# Input for this task start
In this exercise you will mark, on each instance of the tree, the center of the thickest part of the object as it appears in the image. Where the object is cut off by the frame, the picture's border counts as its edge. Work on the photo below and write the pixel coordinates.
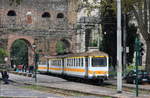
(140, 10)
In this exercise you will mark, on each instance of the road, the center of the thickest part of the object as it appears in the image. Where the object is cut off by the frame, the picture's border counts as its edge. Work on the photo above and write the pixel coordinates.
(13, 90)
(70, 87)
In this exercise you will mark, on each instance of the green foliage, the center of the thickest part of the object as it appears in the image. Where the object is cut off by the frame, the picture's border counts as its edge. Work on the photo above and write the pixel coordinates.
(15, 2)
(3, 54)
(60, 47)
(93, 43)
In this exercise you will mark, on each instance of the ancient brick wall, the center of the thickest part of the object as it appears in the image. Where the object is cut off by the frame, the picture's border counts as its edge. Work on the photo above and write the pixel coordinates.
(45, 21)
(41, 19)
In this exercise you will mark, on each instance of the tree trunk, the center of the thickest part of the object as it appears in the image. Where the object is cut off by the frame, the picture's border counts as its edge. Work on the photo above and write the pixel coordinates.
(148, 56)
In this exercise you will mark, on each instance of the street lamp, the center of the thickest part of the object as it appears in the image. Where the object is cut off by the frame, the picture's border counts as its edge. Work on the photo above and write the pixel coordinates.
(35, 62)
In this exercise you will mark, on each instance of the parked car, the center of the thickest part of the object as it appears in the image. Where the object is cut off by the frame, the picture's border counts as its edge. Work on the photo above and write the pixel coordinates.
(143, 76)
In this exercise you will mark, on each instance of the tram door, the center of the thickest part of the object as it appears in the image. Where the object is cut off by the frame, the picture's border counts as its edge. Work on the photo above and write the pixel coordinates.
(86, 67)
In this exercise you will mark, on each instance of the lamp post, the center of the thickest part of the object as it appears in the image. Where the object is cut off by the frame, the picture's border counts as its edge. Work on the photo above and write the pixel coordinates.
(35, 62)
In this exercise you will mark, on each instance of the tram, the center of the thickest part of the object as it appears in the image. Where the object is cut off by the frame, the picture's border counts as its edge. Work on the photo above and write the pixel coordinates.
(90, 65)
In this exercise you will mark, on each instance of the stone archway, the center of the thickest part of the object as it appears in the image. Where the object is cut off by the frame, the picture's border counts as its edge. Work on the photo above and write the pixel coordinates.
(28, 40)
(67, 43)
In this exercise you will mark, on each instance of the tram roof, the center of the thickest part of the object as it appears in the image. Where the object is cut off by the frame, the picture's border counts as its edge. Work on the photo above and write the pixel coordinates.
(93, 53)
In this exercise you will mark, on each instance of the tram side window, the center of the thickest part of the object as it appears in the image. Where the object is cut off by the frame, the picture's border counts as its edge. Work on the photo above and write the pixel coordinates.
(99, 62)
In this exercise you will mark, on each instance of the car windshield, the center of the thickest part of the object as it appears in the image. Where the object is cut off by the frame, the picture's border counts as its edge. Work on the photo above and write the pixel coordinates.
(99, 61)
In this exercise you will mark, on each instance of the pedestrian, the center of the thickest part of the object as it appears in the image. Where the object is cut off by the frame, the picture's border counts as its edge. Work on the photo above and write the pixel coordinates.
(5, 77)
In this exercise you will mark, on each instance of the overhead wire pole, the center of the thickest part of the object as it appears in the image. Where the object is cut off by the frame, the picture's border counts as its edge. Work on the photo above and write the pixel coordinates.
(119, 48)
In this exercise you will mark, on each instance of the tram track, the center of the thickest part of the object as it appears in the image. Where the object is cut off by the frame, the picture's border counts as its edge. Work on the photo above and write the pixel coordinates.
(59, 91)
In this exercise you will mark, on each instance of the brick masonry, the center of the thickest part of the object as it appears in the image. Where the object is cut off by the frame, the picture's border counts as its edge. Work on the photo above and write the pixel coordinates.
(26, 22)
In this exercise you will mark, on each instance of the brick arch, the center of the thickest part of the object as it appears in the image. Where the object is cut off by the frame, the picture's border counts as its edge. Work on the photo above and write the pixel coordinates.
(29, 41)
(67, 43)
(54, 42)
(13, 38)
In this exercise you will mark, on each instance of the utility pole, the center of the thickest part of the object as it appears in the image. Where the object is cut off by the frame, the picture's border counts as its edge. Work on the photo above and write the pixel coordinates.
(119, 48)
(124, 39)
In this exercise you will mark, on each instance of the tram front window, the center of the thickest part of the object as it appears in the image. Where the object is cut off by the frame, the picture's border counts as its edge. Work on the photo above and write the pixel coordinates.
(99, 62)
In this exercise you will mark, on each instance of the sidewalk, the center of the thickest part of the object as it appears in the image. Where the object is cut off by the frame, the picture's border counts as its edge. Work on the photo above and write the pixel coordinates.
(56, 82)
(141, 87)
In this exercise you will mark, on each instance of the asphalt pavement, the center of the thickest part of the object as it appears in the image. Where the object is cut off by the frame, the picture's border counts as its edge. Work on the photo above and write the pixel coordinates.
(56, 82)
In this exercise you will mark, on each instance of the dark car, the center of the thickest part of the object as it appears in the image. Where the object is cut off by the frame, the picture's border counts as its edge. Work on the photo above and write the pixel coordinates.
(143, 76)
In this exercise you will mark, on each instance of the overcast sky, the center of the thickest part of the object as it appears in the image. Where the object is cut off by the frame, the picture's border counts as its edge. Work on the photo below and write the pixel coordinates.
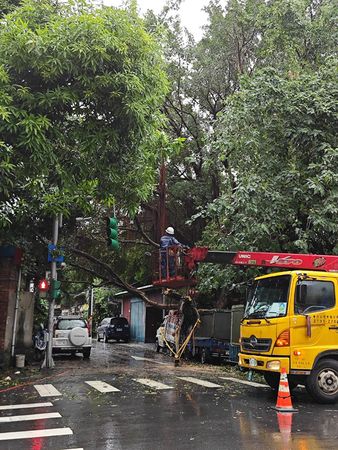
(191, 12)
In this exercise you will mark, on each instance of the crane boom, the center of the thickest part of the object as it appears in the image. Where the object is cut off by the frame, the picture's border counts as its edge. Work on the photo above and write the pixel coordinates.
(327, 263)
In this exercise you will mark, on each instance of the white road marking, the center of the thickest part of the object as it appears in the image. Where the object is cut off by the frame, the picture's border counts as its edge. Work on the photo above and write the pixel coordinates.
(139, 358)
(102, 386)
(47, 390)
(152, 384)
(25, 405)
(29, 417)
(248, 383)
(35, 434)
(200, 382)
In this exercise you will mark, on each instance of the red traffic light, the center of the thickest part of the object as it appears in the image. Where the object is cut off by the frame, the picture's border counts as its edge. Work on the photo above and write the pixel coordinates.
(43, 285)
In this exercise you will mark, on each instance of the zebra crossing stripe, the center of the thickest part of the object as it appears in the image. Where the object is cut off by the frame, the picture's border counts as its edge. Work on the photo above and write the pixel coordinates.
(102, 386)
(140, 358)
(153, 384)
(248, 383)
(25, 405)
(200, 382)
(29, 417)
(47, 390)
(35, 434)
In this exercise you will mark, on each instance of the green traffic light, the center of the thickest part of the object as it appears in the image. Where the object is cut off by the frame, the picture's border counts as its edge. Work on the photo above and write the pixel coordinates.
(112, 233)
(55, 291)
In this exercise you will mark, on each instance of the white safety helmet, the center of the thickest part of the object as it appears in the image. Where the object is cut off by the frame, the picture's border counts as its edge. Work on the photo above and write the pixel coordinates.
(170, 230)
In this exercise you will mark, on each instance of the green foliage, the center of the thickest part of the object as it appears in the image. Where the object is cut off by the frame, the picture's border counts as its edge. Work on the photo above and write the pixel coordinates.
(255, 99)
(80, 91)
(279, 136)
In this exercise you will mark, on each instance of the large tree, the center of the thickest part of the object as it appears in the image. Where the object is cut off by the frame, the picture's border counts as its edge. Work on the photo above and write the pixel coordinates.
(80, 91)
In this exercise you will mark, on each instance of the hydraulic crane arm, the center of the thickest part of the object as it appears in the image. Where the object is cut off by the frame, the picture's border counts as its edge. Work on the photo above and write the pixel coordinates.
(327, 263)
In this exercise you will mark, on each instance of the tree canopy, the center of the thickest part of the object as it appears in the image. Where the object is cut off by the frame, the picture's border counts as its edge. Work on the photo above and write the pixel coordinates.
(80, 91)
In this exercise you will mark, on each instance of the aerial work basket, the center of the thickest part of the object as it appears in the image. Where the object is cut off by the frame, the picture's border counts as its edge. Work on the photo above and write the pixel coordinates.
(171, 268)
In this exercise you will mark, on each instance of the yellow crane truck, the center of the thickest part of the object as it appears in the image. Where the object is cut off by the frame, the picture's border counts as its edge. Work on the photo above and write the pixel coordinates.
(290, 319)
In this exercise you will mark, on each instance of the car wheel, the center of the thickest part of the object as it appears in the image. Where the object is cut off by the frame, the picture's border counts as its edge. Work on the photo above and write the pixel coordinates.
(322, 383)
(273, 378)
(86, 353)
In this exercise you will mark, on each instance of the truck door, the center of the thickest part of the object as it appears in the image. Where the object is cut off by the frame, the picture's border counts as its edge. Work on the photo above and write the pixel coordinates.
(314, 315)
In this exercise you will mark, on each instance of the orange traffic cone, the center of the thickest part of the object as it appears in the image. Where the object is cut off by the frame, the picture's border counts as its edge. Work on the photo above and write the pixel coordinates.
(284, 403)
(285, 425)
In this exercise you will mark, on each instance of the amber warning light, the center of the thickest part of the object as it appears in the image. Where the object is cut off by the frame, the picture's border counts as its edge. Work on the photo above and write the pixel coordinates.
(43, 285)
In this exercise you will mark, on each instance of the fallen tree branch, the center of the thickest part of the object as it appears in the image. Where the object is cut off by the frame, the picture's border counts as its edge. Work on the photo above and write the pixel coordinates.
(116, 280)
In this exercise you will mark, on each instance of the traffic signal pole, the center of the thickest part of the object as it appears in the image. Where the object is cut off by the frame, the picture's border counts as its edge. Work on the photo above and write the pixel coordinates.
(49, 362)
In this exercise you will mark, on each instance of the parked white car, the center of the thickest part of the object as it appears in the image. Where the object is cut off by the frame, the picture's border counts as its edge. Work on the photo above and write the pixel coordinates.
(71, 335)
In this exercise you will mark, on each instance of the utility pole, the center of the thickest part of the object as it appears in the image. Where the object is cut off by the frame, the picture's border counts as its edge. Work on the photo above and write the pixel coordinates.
# Input for this task end
Task goal - Only the lines from the one holding "of the amber" through the end of the listing should be given again, exactly and with both ends included.

Result -
In this exercise you will mark, on each instance of the amber warning light, the center of the thickest part of the object as it appears in the image. Where the object is cut off by the frame, the picture's border counts as its edge. Work on the photo above and write the pixel coordinates.
(43, 285)
In this exercise you will mark, on each instance of the fallen tree branch, the center of the thickest part of the object as it appears in the image. Where the object is cut off by the frame, the picture's border counts as its edge. Work on the photo above and write the pixel coordinates.
(116, 280)
In this exercise you will mark, on each instance of the traffic signal pole, the center of the thickest part of the object as it appears in the image. Where the object is cut off by the frame, the picture's border counts as its edge. Work on the photo above and write the pixel coordinates.
(49, 362)
In this exercise you will mark, on each instance of the parked white car, the center of the thickest part of the object as it appears in the image. Where the object is cut off by the frame, the picture's border counts as its edge. Work on the photo above and write the pixel coordinates.
(71, 335)
In this exercise you will mark, on each instance of the utility pole, the center of the thickest part of the object as it appears in the image. Where the object is cut off by the frame, the picture's border counts as its edge. Work on the photo above and write the pixel coordinates.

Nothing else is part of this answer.